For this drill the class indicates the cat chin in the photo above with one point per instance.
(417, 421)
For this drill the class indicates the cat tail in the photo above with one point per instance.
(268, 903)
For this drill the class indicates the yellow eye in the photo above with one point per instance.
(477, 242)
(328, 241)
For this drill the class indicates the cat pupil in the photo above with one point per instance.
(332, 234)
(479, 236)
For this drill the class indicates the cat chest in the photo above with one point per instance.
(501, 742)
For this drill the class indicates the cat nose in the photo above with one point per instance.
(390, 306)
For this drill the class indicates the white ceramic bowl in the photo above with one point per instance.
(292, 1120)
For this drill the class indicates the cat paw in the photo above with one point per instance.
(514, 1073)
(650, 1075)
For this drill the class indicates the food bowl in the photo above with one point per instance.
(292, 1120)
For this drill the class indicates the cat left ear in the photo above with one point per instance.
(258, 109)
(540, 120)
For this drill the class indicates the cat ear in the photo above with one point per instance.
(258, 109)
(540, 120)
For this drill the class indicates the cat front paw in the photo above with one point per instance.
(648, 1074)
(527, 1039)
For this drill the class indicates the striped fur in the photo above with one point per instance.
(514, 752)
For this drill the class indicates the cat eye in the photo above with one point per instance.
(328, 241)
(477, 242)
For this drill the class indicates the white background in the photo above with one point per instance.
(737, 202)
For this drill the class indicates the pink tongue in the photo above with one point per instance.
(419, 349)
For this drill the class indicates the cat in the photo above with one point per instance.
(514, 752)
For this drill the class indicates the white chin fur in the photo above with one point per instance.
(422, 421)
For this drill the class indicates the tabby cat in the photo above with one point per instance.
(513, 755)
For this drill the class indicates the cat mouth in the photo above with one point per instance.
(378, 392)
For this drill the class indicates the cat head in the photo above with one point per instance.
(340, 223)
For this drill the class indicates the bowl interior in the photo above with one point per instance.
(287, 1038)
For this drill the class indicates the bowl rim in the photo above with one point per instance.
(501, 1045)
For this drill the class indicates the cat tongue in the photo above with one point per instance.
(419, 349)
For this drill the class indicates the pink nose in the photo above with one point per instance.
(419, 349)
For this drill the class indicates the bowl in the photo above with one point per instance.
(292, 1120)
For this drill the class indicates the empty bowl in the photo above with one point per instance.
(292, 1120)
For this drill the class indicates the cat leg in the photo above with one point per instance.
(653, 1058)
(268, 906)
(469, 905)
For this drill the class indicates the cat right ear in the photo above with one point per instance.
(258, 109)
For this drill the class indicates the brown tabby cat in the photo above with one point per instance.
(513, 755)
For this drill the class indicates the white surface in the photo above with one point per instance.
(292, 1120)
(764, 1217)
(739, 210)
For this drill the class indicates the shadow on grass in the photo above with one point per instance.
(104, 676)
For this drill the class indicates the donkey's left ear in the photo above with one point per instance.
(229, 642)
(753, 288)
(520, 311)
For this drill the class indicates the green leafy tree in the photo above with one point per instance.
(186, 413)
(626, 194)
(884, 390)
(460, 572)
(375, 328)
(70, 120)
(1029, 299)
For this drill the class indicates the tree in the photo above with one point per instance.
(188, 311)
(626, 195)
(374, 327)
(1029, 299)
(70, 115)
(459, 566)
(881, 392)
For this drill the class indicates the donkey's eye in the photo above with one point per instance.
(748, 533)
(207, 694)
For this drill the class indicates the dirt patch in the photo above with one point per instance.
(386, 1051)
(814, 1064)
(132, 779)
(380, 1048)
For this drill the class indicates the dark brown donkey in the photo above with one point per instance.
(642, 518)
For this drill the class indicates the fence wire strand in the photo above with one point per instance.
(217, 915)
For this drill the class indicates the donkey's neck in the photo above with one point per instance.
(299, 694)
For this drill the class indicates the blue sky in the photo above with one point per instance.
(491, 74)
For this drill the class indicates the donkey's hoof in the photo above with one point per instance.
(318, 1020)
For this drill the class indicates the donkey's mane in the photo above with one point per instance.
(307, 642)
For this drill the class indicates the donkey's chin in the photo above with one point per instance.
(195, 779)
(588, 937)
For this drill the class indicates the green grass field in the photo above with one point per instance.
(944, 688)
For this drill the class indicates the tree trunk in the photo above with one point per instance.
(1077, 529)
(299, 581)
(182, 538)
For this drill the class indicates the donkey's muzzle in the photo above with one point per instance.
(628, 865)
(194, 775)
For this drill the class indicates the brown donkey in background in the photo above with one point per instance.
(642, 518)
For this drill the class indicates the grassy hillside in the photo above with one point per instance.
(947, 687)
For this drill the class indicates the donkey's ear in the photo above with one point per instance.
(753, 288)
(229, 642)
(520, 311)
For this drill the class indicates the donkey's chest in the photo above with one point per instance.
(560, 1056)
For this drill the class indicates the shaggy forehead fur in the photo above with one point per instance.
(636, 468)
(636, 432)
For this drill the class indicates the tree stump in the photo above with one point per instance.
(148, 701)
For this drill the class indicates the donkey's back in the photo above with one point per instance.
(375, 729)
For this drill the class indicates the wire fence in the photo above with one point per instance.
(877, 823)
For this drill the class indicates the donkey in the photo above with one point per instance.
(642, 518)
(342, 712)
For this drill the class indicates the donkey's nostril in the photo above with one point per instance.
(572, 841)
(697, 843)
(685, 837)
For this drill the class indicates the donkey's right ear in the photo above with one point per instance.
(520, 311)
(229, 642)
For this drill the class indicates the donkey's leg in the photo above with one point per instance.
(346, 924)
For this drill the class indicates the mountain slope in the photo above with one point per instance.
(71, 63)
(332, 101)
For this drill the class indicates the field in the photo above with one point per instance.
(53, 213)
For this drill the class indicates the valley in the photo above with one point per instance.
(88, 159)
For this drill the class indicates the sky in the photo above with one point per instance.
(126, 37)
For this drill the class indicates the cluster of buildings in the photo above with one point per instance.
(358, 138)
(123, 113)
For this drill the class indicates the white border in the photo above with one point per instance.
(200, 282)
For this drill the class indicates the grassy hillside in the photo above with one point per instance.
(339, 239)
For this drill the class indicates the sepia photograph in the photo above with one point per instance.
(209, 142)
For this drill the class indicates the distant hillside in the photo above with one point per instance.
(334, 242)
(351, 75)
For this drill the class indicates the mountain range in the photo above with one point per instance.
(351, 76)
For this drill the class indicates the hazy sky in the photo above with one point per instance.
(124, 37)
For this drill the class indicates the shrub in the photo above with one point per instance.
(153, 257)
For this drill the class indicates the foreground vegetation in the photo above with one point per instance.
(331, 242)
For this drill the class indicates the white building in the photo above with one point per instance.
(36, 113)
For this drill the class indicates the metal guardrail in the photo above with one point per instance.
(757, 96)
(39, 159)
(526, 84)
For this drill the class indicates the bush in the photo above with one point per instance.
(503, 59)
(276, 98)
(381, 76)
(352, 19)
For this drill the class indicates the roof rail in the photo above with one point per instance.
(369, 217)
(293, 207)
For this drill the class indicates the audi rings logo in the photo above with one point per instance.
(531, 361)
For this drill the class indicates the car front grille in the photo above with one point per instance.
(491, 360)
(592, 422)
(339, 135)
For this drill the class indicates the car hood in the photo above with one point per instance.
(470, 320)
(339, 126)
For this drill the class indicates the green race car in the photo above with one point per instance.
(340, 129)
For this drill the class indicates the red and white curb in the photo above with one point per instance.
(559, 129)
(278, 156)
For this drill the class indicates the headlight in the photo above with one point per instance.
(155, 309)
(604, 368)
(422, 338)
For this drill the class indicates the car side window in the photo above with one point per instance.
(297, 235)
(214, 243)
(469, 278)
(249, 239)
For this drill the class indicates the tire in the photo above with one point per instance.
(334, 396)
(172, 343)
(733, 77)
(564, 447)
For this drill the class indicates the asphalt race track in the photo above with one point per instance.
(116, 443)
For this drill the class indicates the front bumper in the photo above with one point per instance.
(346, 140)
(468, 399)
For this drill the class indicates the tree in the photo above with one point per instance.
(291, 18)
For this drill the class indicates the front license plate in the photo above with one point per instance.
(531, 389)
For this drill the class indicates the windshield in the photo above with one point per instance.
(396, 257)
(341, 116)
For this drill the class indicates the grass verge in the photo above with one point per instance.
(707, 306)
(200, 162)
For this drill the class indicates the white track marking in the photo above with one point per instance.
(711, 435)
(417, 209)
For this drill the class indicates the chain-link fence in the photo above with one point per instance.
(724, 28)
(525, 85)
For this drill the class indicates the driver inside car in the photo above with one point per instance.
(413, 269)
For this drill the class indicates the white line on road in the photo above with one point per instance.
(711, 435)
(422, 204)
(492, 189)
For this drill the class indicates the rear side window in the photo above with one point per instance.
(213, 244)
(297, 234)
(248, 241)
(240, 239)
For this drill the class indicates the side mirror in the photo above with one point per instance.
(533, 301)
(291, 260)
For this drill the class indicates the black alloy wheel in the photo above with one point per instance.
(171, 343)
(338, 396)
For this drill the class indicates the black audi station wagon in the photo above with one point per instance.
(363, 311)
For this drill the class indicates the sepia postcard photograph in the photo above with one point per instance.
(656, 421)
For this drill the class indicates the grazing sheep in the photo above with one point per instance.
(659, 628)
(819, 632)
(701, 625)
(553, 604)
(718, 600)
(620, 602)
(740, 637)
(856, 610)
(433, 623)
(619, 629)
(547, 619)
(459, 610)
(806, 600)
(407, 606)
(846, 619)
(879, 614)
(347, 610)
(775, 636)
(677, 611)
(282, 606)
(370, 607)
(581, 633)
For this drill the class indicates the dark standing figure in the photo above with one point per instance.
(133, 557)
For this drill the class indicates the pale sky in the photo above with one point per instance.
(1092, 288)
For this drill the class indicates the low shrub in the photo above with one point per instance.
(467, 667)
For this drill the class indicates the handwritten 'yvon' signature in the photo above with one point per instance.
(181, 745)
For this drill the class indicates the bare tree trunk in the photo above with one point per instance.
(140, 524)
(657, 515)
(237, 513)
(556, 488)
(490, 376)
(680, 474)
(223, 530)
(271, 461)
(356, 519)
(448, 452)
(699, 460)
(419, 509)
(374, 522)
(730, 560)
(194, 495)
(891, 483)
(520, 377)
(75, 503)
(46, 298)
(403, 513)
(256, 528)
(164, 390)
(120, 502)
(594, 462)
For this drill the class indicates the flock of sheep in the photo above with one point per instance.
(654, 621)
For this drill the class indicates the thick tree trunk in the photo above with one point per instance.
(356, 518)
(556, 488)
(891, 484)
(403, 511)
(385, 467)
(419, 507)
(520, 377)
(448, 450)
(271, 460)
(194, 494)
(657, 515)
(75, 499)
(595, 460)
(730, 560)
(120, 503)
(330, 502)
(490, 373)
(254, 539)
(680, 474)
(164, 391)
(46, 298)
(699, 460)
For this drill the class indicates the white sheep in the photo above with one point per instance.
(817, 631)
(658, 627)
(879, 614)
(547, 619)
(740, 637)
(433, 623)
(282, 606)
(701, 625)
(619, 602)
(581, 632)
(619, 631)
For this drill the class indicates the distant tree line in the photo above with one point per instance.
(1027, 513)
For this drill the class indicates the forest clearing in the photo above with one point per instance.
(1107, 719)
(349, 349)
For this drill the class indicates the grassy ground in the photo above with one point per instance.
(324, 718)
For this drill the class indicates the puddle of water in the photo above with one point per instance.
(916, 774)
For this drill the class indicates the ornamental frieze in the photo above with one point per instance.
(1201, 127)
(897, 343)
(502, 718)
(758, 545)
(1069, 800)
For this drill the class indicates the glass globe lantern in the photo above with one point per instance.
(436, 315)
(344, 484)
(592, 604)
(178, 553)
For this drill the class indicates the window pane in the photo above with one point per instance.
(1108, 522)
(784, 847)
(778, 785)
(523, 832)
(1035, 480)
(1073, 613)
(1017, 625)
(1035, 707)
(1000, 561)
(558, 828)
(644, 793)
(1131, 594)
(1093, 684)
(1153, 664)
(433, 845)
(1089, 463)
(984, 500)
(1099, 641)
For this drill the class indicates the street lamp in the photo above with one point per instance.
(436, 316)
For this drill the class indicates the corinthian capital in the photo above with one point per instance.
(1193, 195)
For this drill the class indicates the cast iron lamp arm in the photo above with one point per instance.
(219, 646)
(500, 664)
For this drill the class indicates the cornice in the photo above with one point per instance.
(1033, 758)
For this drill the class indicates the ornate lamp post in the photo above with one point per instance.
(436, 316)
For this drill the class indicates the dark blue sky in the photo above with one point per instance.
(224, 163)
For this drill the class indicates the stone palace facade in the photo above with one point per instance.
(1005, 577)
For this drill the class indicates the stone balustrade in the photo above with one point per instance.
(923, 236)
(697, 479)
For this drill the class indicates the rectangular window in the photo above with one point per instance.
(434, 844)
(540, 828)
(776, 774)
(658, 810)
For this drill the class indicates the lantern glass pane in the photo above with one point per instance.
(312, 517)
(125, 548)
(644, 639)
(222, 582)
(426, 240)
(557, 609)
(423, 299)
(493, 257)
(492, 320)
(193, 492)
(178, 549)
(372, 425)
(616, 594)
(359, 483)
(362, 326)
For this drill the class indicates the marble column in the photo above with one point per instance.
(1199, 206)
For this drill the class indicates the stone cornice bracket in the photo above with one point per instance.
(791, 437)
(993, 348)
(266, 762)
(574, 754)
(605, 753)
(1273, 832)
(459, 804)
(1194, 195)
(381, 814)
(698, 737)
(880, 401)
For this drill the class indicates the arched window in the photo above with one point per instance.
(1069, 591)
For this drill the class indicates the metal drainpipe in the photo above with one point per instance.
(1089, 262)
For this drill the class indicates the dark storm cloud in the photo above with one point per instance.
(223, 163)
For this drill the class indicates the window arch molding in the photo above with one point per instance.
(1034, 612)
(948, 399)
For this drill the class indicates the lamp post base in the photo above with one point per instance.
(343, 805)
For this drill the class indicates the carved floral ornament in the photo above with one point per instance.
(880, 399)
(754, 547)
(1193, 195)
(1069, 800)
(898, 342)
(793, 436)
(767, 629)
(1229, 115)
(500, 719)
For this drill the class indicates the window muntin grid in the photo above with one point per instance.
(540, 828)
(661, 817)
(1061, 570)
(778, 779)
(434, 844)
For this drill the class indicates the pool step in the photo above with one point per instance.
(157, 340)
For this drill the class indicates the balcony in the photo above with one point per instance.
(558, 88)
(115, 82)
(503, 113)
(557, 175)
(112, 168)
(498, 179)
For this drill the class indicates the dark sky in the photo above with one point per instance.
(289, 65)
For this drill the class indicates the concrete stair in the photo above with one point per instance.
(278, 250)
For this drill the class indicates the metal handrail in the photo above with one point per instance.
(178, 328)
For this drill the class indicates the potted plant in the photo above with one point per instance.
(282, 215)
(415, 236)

###

» Instruksi Anda
Sunting baris-baris mulai dari baris yang memuat "For this drill the class indicates the dark sky" sampai dengan baris terakhir, keduanya termasuk. Tulis ulang hanya baris-baris itu dengan "metal handrail" diganti menjadi "steel handrail", dan biarkan bagian lainnya tetap sama.

» Jawaban Latihan
For this drill the class indicates the dark sky in the photo above with one point per instance.
(289, 65)
For this drill the class indicates the concrete stair in the photo above with one point per instance.
(278, 250)
For this drill the class indicates the steel handrail in the photo above with one point per instance.
(178, 328)
For this drill the class indicates the potted plant in the photo above with one point per instance.
(282, 215)
(415, 236)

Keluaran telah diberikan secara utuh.